Every line in the data below that includes "firefighter" belongs in the answer, copied as it stands.

(Records drawn from a dataset)
◇ ◇ ◇ ◇ ◇ ◇ ◇
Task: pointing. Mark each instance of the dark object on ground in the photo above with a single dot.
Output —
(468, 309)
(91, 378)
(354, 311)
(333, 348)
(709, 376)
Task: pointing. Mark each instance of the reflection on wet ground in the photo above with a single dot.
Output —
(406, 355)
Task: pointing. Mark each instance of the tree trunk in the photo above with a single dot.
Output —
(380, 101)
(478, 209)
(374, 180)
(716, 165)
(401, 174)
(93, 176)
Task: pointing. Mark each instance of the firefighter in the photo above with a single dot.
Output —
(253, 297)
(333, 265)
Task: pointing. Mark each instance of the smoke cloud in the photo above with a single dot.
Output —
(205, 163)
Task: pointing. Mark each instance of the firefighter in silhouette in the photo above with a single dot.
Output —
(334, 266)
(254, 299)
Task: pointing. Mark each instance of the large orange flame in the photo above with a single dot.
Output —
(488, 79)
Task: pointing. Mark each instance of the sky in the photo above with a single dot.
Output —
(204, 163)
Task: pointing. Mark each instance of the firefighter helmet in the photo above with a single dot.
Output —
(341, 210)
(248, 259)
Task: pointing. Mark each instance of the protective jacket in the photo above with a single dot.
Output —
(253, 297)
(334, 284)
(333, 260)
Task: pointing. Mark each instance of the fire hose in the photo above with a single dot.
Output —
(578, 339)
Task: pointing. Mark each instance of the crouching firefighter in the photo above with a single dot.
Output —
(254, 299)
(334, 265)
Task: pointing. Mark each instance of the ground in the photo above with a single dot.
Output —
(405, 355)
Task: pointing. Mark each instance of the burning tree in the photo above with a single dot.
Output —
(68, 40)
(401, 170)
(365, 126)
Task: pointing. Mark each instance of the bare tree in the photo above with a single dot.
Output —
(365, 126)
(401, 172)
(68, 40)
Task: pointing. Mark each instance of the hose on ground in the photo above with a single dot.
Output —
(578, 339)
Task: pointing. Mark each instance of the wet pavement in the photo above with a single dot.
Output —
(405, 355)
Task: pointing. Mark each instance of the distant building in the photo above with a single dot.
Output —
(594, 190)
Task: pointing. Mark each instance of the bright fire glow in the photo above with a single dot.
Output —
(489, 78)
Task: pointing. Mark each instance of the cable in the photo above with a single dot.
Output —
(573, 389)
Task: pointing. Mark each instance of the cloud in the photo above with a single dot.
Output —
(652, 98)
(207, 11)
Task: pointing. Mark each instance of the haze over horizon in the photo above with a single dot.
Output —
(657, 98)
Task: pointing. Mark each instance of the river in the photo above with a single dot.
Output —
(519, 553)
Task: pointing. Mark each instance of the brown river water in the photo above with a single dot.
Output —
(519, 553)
◇ ◇ ◇ ◇ ◇ ◇ ◇
(Completed exercise):
Task: pointing. Mark each instance of the firefighter in the photo above with a single dot.
Task: pointing. Mark each instance of the firefighter in silhouette in the photo above with a single dot.
Task: pointing. Mark each instance of the firefighter helmet in the photo above with a single dot.
Task: pointing. Mark each instance of the crouching firefighter in the photo above with a single dot.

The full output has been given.